» TASK OBJECTIVE
All of the records shown below need to be copied with no differences.

--------

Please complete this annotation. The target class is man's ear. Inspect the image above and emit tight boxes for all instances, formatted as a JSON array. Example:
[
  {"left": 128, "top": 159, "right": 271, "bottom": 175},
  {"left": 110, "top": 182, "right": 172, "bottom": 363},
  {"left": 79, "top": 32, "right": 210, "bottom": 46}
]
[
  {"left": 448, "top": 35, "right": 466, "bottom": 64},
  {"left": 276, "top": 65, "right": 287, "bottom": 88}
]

--------

» EXPECTED ANSWER
Please complete this annotation. The target class is man's ear. Inspect the image above and emit tight boxes for all instances, formatted as a JSON array. Example:
[
  {"left": 128, "top": 159, "right": 271, "bottom": 175},
  {"left": 110, "top": 182, "right": 172, "bottom": 363},
  {"left": 79, "top": 32, "right": 210, "bottom": 46}
]
[
  {"left": 448, "top": 35, "right": 466, "bottom": 64},
  {"left": 276, "top": 65, "right": 287, "bottom": 88}
]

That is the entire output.